#### What needs to be done:
From the records below, copy out word for word the stretch from the line containing "task | put a marker on each instance of the mountain" through the line containing "x=264, y=625", including both of those lines.

#### Records supplied:
▶
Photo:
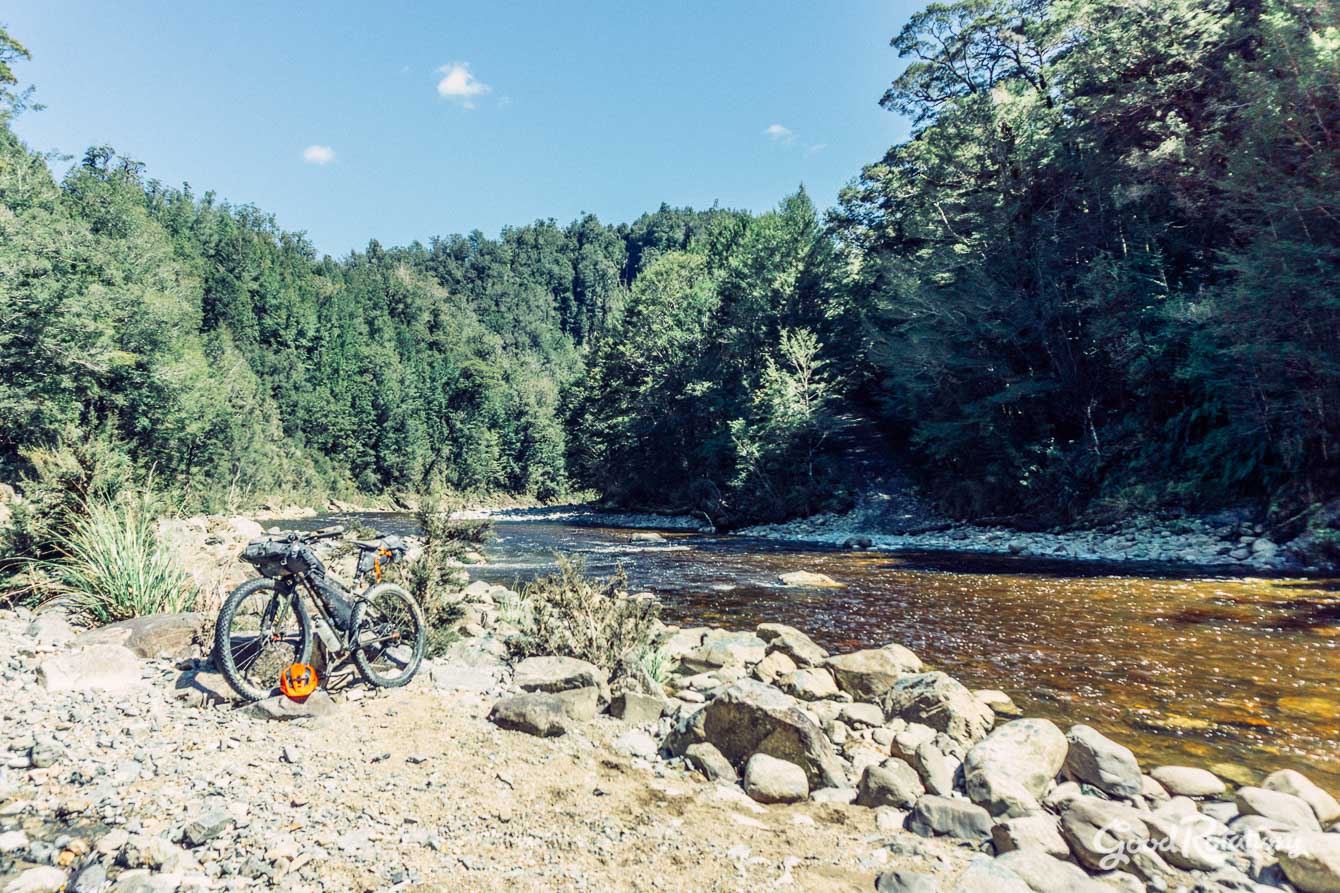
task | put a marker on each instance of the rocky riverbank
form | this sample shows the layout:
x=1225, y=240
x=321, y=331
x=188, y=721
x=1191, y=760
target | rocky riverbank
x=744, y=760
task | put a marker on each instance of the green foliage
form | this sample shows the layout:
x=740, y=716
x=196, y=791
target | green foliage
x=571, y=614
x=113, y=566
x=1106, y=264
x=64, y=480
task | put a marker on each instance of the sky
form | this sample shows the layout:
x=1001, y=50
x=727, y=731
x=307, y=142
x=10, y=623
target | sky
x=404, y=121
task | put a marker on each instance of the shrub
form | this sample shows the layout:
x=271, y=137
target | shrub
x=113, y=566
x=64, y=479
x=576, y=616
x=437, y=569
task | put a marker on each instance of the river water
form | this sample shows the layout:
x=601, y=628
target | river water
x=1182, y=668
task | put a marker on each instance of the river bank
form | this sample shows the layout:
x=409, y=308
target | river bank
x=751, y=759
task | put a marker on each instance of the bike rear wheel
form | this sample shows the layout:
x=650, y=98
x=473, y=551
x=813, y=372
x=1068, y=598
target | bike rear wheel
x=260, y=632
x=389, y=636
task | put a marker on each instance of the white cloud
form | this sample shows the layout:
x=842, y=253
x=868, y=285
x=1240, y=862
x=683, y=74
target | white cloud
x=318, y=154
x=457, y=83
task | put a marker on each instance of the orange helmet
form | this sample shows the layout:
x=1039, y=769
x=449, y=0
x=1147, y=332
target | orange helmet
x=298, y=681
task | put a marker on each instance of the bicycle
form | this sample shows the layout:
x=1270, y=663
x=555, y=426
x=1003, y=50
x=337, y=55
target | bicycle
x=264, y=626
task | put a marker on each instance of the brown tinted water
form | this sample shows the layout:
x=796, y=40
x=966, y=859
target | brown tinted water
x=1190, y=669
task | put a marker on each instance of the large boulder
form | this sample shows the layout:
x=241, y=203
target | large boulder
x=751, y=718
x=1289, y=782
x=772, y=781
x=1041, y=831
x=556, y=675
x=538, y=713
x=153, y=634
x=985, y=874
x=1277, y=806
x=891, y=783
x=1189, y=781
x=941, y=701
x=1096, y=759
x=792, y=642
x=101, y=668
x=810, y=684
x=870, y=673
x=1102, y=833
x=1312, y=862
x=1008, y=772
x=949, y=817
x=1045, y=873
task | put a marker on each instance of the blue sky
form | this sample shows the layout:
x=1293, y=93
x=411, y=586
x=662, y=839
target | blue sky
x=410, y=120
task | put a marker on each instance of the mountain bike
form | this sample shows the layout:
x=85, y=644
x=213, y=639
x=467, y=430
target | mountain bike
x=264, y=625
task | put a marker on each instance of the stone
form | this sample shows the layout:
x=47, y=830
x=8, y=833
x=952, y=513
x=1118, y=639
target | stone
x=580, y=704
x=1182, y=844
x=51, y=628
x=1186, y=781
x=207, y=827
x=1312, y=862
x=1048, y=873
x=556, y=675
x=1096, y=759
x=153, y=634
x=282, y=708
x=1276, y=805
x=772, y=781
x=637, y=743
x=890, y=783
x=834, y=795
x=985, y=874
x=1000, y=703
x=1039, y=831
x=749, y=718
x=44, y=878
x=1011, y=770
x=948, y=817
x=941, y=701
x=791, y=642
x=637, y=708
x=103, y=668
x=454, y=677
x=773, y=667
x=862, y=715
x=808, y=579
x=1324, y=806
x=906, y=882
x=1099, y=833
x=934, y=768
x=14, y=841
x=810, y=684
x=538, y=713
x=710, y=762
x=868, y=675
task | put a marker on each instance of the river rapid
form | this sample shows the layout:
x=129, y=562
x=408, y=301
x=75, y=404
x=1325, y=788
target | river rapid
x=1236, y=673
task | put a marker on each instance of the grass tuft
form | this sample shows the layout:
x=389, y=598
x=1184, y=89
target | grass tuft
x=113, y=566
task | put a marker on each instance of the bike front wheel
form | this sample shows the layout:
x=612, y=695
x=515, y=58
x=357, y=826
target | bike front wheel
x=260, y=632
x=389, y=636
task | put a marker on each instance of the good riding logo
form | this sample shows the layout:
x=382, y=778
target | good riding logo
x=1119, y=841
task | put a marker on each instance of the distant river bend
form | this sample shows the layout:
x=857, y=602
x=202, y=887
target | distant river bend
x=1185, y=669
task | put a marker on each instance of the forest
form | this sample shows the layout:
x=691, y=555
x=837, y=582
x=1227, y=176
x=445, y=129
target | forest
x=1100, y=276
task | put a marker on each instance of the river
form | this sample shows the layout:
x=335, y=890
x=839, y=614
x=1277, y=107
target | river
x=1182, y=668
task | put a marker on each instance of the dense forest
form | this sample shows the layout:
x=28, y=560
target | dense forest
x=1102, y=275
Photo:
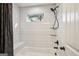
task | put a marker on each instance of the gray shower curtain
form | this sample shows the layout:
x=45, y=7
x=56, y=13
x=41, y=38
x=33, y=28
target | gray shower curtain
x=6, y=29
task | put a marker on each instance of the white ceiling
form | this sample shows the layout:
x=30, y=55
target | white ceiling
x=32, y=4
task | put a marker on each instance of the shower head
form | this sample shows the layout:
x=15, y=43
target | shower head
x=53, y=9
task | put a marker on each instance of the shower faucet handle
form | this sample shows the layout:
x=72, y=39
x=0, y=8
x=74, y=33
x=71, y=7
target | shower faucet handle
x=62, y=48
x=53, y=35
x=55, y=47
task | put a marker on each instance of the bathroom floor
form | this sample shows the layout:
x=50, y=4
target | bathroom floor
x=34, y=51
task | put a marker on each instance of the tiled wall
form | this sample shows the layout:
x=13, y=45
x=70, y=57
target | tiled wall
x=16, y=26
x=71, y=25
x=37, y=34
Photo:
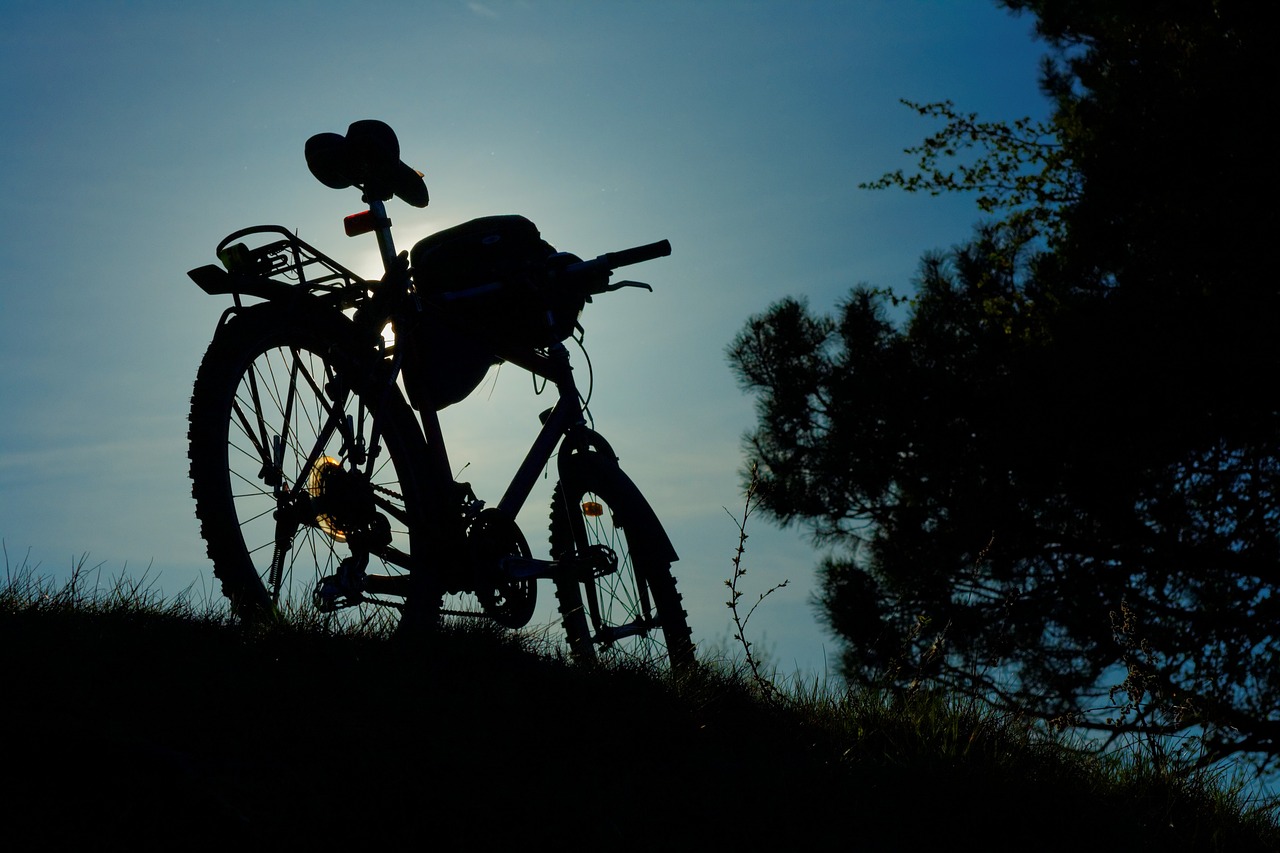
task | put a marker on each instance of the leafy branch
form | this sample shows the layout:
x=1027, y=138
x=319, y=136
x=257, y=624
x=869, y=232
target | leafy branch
◀
▶
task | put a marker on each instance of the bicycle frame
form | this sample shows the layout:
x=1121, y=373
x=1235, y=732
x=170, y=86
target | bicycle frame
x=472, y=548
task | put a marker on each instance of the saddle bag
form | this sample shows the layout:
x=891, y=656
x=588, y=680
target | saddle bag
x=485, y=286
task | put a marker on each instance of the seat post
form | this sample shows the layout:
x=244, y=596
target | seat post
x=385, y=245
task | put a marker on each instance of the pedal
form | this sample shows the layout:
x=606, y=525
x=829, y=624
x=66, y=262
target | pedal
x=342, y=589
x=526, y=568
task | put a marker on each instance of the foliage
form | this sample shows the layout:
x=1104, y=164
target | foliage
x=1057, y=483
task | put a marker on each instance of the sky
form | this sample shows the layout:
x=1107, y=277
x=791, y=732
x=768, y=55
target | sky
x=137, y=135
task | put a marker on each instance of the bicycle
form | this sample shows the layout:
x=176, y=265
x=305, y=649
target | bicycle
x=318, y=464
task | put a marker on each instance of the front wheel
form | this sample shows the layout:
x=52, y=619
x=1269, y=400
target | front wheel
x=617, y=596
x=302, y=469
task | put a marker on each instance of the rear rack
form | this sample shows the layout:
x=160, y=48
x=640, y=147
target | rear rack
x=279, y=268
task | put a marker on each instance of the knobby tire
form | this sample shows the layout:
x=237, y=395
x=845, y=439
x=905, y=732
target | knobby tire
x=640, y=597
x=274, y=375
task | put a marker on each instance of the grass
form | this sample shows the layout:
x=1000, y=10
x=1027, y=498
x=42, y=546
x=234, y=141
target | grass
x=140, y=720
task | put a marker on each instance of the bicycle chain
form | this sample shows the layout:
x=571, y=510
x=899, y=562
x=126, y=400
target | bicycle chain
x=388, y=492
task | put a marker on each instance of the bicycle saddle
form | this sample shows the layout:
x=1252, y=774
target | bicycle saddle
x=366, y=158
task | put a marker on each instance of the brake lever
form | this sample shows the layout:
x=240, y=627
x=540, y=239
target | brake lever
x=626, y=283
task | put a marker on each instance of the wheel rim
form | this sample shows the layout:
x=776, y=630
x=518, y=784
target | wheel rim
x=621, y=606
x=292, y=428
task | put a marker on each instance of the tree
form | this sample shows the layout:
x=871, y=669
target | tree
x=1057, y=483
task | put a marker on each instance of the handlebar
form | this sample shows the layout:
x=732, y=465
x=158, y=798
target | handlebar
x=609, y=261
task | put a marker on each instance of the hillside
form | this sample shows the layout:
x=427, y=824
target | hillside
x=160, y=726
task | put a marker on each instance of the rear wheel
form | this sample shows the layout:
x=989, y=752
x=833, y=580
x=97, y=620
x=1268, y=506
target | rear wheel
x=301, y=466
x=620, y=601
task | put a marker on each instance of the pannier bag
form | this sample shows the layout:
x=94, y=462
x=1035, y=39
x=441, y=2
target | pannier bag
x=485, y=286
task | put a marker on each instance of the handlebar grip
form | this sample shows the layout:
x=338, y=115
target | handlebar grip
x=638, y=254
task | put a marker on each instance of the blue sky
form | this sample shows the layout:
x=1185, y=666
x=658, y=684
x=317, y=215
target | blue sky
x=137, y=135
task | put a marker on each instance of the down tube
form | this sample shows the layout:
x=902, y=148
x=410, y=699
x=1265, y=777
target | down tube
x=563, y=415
◀
▶
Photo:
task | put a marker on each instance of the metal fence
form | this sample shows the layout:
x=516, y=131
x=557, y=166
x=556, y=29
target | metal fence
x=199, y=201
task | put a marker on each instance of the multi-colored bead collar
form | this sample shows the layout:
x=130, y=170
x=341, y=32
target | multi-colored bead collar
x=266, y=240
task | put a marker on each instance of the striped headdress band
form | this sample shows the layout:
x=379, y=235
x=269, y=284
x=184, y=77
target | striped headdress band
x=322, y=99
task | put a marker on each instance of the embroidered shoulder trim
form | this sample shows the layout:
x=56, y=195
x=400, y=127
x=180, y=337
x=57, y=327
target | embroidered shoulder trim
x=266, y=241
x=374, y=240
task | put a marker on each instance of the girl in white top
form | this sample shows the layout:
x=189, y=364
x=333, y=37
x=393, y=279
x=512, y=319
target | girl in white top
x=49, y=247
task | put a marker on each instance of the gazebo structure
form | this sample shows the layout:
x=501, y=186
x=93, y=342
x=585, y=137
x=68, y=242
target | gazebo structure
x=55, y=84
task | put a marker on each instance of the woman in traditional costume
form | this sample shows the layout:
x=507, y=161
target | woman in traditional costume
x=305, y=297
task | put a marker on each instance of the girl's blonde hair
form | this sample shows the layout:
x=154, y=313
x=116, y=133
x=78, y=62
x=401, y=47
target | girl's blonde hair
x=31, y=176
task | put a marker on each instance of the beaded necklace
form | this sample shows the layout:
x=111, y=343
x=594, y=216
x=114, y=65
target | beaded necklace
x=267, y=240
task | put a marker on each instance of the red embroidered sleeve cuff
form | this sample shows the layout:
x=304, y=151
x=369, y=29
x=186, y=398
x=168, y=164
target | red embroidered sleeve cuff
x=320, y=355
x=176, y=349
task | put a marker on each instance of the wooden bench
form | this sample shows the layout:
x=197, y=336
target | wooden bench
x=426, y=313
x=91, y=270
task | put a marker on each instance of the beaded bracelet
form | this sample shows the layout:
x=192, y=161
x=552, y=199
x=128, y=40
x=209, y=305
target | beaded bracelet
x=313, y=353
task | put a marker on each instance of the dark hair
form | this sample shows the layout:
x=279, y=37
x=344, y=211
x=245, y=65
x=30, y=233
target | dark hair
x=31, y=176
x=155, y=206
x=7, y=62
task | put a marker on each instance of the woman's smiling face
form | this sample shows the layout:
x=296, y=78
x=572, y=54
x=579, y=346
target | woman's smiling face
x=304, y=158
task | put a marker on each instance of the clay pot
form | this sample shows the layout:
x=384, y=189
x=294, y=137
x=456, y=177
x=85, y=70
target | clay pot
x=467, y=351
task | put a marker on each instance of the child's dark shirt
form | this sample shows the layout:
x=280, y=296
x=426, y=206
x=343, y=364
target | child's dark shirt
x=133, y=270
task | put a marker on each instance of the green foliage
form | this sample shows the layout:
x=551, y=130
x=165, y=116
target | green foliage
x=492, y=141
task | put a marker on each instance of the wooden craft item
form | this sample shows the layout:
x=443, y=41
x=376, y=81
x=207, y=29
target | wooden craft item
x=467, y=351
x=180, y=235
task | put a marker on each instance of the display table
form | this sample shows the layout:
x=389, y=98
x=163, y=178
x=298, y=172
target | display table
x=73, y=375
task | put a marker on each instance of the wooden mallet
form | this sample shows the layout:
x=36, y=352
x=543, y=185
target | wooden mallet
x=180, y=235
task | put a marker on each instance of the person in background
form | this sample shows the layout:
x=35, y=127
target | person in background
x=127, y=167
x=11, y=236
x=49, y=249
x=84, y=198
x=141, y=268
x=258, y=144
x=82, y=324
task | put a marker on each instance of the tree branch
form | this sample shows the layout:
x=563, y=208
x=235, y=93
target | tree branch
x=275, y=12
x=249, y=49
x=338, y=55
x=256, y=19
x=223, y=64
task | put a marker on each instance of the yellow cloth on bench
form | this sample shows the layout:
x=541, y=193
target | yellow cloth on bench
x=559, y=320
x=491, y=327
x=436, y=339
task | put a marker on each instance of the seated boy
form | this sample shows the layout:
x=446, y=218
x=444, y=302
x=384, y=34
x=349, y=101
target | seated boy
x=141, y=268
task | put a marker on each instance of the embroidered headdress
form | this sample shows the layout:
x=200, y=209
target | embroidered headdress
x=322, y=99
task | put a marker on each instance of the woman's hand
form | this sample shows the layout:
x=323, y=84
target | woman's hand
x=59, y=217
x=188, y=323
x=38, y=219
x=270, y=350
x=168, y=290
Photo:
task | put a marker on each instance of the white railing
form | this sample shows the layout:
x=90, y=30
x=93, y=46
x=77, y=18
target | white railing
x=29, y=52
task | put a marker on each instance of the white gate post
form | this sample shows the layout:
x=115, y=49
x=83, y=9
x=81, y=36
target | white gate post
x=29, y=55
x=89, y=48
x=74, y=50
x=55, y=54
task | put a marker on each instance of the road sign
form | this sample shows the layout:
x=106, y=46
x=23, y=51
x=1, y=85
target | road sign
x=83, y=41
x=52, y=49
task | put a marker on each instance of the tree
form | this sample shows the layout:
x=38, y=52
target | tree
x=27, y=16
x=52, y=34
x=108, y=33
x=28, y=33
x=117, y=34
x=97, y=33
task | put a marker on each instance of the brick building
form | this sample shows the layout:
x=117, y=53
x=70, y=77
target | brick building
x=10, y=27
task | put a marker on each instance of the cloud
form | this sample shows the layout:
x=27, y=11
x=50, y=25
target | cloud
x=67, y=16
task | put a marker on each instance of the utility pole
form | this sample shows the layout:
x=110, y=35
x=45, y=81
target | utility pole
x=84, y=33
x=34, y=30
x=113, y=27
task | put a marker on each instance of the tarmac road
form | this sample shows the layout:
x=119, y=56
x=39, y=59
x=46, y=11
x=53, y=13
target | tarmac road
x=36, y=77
◀
#### Solution for this task:
task | put a marker on each instance of the mountain bike
form | this sample shows the layout:
x=85, y=644
x=213, y=639
x=467, y=430
target | mountain bike
x=264, y=625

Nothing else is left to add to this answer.